--- Exercise directions ---
Within the data below, how many lines contain "asphalt"? Reply with the number only.

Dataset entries

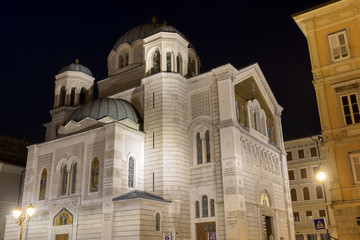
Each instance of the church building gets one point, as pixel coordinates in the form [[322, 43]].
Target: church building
[[165, 152]]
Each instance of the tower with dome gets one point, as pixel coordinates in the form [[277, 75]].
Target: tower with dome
[[166, 151]]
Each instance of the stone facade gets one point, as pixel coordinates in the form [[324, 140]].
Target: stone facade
[[12, 171], [196, 161], [311, 198], [332, 31]]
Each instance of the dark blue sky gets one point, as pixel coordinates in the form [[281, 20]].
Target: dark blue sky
[[38, 38]]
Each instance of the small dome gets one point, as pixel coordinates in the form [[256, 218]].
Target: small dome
[[76, 67], [146, 30], [117, 109]]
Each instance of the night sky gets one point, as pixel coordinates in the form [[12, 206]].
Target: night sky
[[39, 38]]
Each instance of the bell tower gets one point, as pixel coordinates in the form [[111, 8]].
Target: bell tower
[[74, 86]]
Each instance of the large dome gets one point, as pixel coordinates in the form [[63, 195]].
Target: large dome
[[117, 109], [76, 67], [146, 30]]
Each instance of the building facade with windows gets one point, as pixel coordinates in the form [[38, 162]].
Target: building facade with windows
[[310, 197], [164, 151], [332, 31], [13, 154]]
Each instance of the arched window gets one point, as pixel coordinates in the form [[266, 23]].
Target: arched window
[[62, 96], [205, 206], [197, 209], [203, 147], [264, 200], [293, 195], [255, 121], [43, 180], [82, 96], [193, 66], [64, 217], [64, 180], [94, 176], [73, 177], [319, 192], [72, 97], [198, 148], [126, 59], [157, 219], [121, 61], [207, 146], [156, 62], [306, 193], [131, 172], [179, 63], [212, 207], [168, 62], [189, 66]]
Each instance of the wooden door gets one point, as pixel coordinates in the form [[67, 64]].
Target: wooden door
[[62, 237], [202, 230]]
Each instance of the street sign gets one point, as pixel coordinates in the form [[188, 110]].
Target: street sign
[[212, 236], [320, 224], [167, 236]]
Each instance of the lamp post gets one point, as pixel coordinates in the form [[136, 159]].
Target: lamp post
[[22, 216], [321, 176]]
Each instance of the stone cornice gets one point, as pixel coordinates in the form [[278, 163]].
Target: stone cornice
[[163, 75], [62, 109]]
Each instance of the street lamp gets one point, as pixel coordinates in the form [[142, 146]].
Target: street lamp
[[321, 176], [22, 216]]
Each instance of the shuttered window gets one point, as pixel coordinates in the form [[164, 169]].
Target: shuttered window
[[355, 165], [350, 108], [339, 46]]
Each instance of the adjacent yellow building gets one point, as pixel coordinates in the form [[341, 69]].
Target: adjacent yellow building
[[333, 35]]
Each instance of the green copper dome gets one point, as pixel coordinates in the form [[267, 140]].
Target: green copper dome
[[117, 109]]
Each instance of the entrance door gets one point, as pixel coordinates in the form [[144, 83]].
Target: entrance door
[[202, 230], [62, 237], [267, 228]]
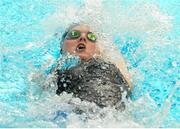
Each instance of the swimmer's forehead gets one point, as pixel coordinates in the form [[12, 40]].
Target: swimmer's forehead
[[82, 28]]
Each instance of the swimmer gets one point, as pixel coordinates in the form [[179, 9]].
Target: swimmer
[[93, 79]]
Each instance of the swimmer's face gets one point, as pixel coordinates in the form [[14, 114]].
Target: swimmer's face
[[81, 46]]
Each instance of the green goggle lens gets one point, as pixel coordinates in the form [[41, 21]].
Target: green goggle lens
[[91, 36], [74, 34]]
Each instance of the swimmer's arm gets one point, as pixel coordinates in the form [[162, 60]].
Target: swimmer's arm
[[121, 64]]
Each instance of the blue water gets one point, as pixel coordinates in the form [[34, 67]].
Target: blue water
[[145, 32]]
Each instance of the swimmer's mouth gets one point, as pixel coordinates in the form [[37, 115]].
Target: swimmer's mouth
[[81, 47]]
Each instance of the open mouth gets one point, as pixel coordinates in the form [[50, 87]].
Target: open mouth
[[81, 47]]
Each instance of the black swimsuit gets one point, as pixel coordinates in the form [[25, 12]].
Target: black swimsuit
[[95, 81]]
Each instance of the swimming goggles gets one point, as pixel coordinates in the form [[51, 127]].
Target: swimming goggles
[[75, 34]]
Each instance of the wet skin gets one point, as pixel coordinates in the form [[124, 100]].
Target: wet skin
[[82, 47]]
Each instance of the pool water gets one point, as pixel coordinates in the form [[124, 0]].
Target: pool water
[[145, 32]]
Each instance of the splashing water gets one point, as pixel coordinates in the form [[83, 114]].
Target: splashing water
[[143, 32]]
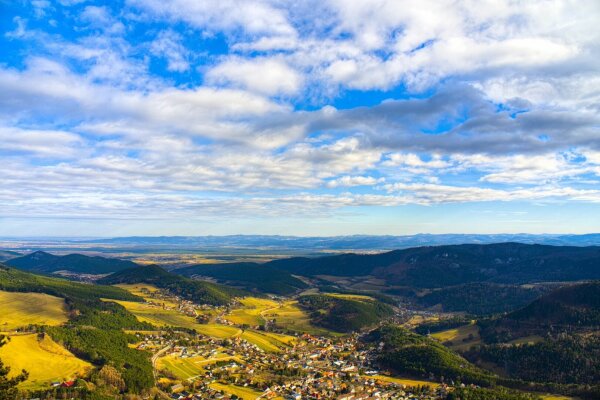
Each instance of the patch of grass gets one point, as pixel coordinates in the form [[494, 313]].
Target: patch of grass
[[143, 290], [404, 381], [45, 360], [267, 341], [240, 391], [290, 316], [22, 309], [251, 311], [187, 368], [458, 338]]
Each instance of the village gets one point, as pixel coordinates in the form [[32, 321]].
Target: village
[[190, 365]]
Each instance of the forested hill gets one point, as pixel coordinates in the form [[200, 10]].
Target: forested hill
[[196, 291], [573, 308], [442, 266], [47, 263], [250, 276], [577, 305]]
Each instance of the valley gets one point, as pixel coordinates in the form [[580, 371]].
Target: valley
[[182, 333]]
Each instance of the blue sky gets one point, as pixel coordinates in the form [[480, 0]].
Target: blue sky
[[146, 117]]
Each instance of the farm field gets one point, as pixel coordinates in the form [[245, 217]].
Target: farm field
[[143, 290], [160, 317], [186, 368], [45, 360], [267, 341], [22, 309], [360, 297], [240, 391], [251, 312], [403, 381], [457, 335], [290, 316]]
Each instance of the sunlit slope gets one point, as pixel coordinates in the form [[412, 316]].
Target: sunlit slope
[[45, 360], [22, 309]]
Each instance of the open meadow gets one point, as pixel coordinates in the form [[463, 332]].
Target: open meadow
[[460, 338], [240, 391], [45, 360], [187, 368], [22, 309]]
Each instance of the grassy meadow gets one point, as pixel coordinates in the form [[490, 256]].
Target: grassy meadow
[[21, 309], [240, 391], [45, 360], [457, 335]]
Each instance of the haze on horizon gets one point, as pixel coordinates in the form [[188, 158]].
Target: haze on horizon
[[336, 117]]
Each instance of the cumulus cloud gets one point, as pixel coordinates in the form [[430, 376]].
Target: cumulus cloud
[[266, 76], [280, 107]]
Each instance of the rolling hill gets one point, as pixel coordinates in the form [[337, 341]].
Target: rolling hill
[[250, 276], [47, 263], [344, 313], [197, 291], [571, 308], [441, 266]]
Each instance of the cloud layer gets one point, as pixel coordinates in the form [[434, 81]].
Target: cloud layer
[[221, 109]]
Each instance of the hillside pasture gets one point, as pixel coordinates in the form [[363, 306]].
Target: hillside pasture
[[404, 381], [460, 338], [291, 317], [45, 360], [189, 368], [240, 391], [22, 309], [251, 311]]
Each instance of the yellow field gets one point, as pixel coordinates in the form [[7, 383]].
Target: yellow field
[[22, 309], [251, 311], [267, 341], [527, 340], [187, 368], [351, 296], [291, 316], [158, 316], [142, 289], [402, 381], [457, 335], [240, 391], [45, 360]]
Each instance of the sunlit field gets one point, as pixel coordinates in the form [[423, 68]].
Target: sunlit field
[[403, 381], [240, 391], [22, 309], [459, 336], [45, 360]]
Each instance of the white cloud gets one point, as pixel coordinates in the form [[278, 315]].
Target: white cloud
[[266, 76], [168, 45]]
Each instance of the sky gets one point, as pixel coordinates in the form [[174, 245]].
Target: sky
[[328, 117]]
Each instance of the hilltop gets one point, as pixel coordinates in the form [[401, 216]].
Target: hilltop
[[194, 290], [250, 276], [47, 263]]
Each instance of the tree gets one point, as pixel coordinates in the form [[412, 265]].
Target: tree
[[8, 386]]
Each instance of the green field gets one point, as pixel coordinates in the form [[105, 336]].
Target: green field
[[252, 310], [187, 368], [240, 391], [22, 309], [45, 360], [290, 316], [267, 341], [456, 336], [144, 291], [403, 381]]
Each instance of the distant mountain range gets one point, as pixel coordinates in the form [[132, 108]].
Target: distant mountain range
[[354, 242], [42, 262], [442, 266]]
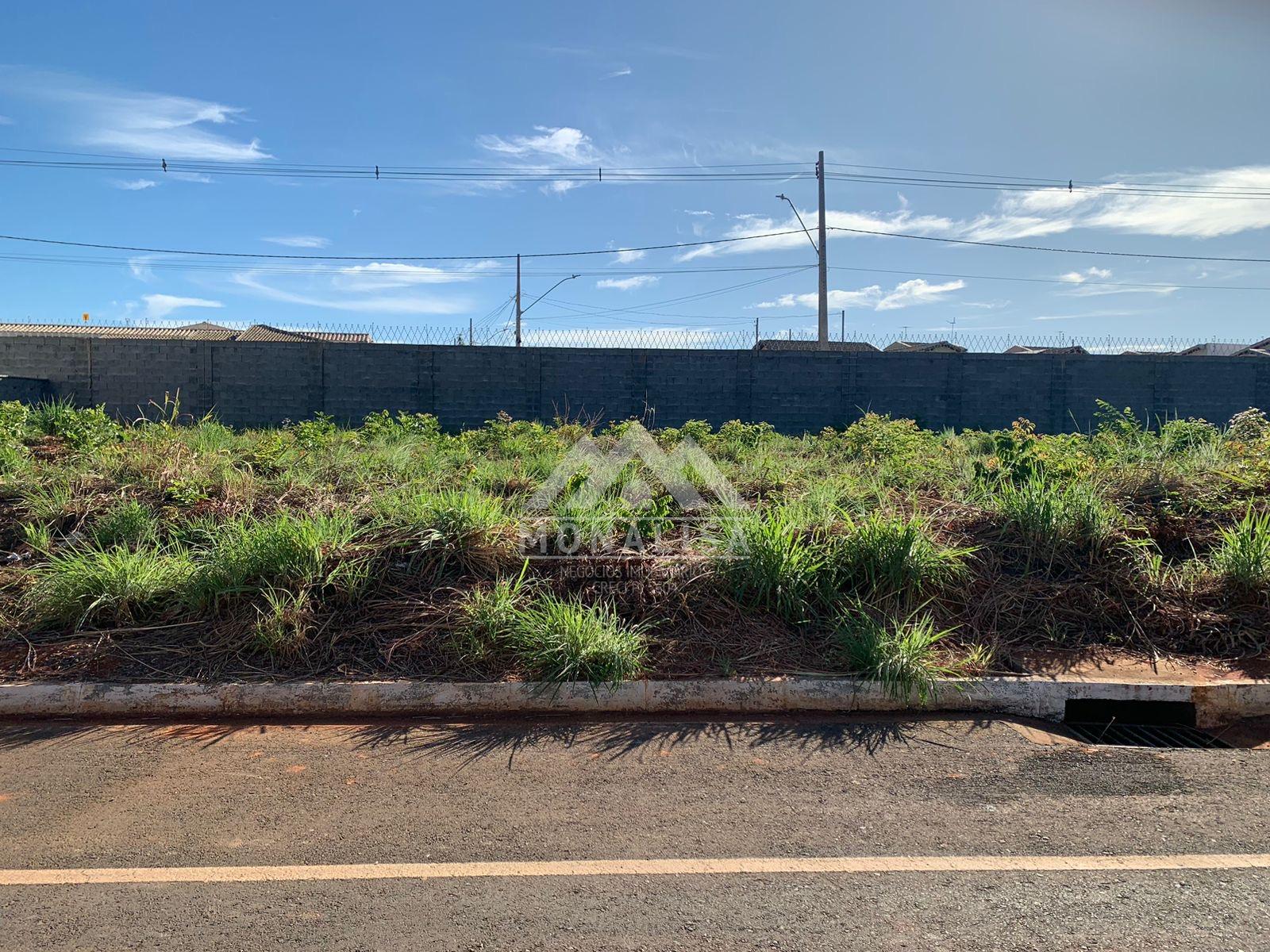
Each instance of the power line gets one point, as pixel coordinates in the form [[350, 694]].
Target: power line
[[1060, 281], [499, 272], [736, 171], [1056, 251], [258, 255]]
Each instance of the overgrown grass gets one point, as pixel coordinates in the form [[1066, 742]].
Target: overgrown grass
[[563, 640], [118, 584], [902, 654], [397, 547], [1242, 559]]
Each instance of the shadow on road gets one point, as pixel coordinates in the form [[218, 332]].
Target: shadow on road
[[507, 739]]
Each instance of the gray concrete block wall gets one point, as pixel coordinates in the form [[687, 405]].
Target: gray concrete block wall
[[257, 384]]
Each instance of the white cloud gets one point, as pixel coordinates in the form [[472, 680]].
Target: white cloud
[[137, 122], [753, 225], [907, 294], [918, 291], [1081, 277], [1041, 213], [560, 143], [558, 187], [159, 306], [298, 241], [140, 268], [633, 283], [379, 276], [1083, 289]]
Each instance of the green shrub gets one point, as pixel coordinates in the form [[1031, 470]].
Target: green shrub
[[387, 428], [1242, 559], [901, 655], [83, 428], [560, 641], [114, 584]]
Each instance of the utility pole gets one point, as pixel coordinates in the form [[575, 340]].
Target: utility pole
[[823, 323], [518, 300]]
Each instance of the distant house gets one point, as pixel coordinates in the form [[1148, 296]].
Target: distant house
[[842, 346], [202, 330], [925, 347], [1071, 349], [1218, 348]]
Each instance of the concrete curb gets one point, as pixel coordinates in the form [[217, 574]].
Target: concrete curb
[[1216, 702]]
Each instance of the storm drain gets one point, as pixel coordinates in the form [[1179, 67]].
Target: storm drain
[[1138, 724]]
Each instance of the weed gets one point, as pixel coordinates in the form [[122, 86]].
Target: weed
[[127, 524], [902, 655], [1242, 559], [117, 584], [559, 641], [283, 621]]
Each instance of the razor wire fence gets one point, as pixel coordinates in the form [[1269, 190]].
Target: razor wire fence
[[649, 338]]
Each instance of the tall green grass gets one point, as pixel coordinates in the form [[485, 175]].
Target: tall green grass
[[899, 654], [118, 584], [249, 555], [1242, 558], [560, 640]]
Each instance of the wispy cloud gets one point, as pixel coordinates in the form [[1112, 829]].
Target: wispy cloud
[[159, 306], [338, 290], [907, 294], [381, 276], [133, 184], [1087, 283], [133, 121], [1081, 277], [633, 283], [298, 241], [1028, 215]]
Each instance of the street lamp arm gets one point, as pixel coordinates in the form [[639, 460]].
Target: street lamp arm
[[549, 291], [800, 222]]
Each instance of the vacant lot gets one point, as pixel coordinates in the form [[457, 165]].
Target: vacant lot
[[171, 547]]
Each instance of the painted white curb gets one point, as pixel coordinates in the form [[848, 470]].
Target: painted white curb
[[1216, 704]]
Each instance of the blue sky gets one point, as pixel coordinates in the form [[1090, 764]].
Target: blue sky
[[1162, 93]]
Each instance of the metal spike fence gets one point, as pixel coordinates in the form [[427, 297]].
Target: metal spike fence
[[638, 336]]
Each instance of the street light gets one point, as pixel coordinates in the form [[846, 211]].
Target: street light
[[787, 198], [518, 309]]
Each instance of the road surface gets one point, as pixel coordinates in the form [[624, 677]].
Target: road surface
[[793, 835]]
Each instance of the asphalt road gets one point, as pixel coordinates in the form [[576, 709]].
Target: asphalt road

--- Output of the exercise ---
2